DIRECTIONS: Begin with the line that has "mask job: background car". Give it and every line after it again, exactly, through the end of the entries below.

Dataset entries:
* * * * * * *
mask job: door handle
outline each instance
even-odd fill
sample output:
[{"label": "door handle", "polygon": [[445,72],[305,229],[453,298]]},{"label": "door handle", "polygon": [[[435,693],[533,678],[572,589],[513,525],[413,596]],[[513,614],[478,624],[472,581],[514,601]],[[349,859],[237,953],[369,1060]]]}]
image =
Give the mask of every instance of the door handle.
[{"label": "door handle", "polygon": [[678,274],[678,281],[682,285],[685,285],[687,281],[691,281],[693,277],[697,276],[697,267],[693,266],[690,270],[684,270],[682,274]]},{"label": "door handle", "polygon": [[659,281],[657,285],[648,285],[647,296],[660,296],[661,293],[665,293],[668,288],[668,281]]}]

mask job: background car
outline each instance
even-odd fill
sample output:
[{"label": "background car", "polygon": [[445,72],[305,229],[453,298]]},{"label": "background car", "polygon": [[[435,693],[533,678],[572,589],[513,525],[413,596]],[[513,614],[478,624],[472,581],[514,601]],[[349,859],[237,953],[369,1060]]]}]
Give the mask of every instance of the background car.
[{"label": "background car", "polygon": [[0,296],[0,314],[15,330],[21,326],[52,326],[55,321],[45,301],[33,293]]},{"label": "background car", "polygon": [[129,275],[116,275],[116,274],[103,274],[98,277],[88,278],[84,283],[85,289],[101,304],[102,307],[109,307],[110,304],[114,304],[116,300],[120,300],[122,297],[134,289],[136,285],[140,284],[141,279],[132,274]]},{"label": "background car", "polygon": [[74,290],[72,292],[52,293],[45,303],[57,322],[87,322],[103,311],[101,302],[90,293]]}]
* * * * * * *
WRITTEN RESPONSE:
mask job: background car
outline each instance
even-odd fill
sample output:
[{"label": "background car", "polygon": [[445,72],[305,229],[453,298]]},{"label": "background car", "polygon": [[[435,693],[533,678],[572,589],[513,525],[413,596]],[[513,614],[478,624],[472,581],[514,601]],[[349,859],[237,953],[369,1060]]]}]
Give the mask of every instance of the background car.
[{"label": "background car", "polygon": [[0,296],[0,314],[15,330],[21,326],[52,326],[55,321],[45,301],[33,293]]},{"label": "background car", "polygon": [[129,275],[116,275],[116,274],[103,274],[98,277],[88,278],[84,283],[85,289],[101,304],[102,307],[109,307],[110,304],[114,304],[116,300],[120,300],[122,297],[134,289],[136,285],[140,284],[141,279],[132,274]]},{"label": "background car", "polygon": [[74,290],[72,292],[52,293],[45,303],[57,322],[87,322],[103,311],[101,302],[90,293]]}]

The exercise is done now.